> PROBLÈME POSÉ 1: Reproduisez tel quel, dans le texte sur l'œuvre de Marc Bloch, le passage qui s'ouvre sur les mots contenant « Des intellectuels et » et se ferme sur « Toubert, Sophie Wahnich. ».
> PROBLÈME POSÉ 2: Poursuivez le texte sur l'œuvre de Marc Bloch à partir de sa dernière phrase.

> PASSAGE DU TEXTE:
──────────────────────────────
L’oeuvre de Marc Bloch dévoyée…






Par Suzette Bloch, journaliste, petite-fille de Marc Bloch. 



Des intellectuels et des historiens ont souhaité approuver ce texte, parmi eux,


Roger Grenier, Dominique Kalifa, Jacques Le Goff, Gérard Noiriel, Antoine Prost, Benjamin Stora, Nicolas Offenstad, Sylvie Aprile, Maurice Aymard, William Blanc, André Burguière, Bernard Chambre, Christophe Charle, Sonia Combe, Christian Delacroix, Olivier Dumoulin, Patrick Garcia, Pascal Jeanne, Elisabeth Lalou, Christophe Maneuvrier, Massimo Mastrogregori, Vincent Milliot, Joseph Morsel, Didier Panfili, Peter Schöttler, François-Olivier Touati, Pierre Toubert, Sophie Wahnich.
──────────────────────────────
> INFORMATIONS FOURNIES:
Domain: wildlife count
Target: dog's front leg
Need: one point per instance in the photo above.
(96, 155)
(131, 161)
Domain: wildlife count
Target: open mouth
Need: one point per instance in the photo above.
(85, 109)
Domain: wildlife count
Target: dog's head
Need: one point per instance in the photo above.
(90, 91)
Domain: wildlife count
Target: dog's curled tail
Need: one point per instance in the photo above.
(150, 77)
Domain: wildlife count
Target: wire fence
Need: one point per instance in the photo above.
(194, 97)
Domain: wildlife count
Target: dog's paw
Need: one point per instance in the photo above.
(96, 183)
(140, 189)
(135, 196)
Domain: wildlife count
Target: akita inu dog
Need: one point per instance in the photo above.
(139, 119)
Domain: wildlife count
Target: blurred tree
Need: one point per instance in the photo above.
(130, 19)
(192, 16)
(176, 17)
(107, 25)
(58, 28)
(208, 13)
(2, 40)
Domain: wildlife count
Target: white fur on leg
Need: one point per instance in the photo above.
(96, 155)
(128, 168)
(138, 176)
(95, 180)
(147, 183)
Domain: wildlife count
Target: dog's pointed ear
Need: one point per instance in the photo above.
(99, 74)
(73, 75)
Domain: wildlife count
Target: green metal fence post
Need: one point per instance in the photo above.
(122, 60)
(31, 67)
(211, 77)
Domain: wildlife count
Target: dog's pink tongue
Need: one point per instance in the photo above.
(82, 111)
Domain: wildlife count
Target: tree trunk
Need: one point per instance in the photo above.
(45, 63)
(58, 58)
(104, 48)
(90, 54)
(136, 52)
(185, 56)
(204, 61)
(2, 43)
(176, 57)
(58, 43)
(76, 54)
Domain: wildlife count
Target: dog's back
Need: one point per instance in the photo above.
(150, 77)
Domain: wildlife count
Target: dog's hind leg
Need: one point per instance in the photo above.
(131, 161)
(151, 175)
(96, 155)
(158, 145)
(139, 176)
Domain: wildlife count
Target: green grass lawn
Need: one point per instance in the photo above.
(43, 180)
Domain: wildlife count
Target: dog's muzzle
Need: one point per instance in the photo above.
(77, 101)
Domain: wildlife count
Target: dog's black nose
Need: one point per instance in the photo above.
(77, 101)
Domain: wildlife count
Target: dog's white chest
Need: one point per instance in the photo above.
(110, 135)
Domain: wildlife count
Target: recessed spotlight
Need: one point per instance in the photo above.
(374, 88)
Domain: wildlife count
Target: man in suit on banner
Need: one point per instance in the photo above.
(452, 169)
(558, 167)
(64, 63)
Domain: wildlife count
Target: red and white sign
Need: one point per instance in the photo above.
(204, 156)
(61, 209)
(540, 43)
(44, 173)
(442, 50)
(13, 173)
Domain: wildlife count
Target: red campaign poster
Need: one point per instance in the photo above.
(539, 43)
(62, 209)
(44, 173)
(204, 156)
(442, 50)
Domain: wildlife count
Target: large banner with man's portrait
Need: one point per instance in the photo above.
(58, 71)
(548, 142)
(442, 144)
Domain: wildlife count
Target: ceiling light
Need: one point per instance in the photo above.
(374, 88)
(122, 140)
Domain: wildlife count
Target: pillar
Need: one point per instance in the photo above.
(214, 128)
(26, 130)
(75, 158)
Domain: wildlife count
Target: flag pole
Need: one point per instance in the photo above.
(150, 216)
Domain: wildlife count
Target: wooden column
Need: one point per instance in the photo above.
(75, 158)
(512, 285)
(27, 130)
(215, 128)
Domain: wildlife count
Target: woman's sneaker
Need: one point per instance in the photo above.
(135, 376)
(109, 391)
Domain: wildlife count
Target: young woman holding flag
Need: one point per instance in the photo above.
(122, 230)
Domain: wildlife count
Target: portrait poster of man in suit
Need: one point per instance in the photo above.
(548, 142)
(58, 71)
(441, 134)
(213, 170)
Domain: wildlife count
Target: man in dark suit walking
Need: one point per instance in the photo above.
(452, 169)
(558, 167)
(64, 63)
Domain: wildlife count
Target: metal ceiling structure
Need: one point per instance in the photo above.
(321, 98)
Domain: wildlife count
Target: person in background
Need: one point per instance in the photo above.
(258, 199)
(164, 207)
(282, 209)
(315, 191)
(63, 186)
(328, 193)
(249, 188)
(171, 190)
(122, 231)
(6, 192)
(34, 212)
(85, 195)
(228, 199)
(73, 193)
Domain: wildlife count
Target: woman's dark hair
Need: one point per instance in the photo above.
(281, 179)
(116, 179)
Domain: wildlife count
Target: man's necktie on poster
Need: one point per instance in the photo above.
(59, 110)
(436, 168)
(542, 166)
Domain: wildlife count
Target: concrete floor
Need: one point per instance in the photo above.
──────────────────────────────
> RÉPONSE RÉDIGÉE 1:
Des intellectuels et des historiens ont souhaité approuver ce texte, parmi eux,


Roger Grenier, Dominique Kalifa, Jacques Le Goff, Gérard Noiriel, Antoine Prost, Benjamin Stora, Nicolas Offenstad, Sylvie Aprile, Maurice Aymard, William Blanc, André Burguière, Bernard Chambre, Christophe Charle, Sonia Combe, Christian Delacroix, Olivier Dumoulin, Patrick Garcia, Pascal Jeanne, Elisabeth Lalou, Christophe Maneuvrier, Massimo Mastrogregori, Vincent Milliot, Joseph Morsel, Didier Panfili, Peter Schöttler, François-Olivier Touati, Pierre Toubert, Sophie Wahnich.

> RÉPONSE RÉDIGÉE 2:
A la lecture du Figaro Histoire numéro 4, mes cheveux se sont dressés sur la tête. Marc Bloch, le grand historien qui a payé de sa vie son engagement dans la résistance contre les nazis, y est mis sur le même plan que le maurassien pro-mussolinien et antisémite Jacques Bainville, membre de l’Action française, journal de l’ultradroite monarchiste.
Ce n’est pas la première fois que l’œuvre à portée universelle et la vie irréprochable de Marc Bloch sont récupérées pour tenter de rendre vertueuse une idéologie douteuse qui prône le retour à la préférence nationale. Nicolas Sarkozy, épaulé de ses conseillers, le souverainiste Henri Guaino et l’extrême droitiste Patrick Buisson, était un habitué du genre. En décembre 2009, avec l’historien Nicolas Offenstadt, j’avais tapé du poing sur la table, dans une tribune au Monde intitulée «M. Sarkozy, laissez Marc Bloch tranquille».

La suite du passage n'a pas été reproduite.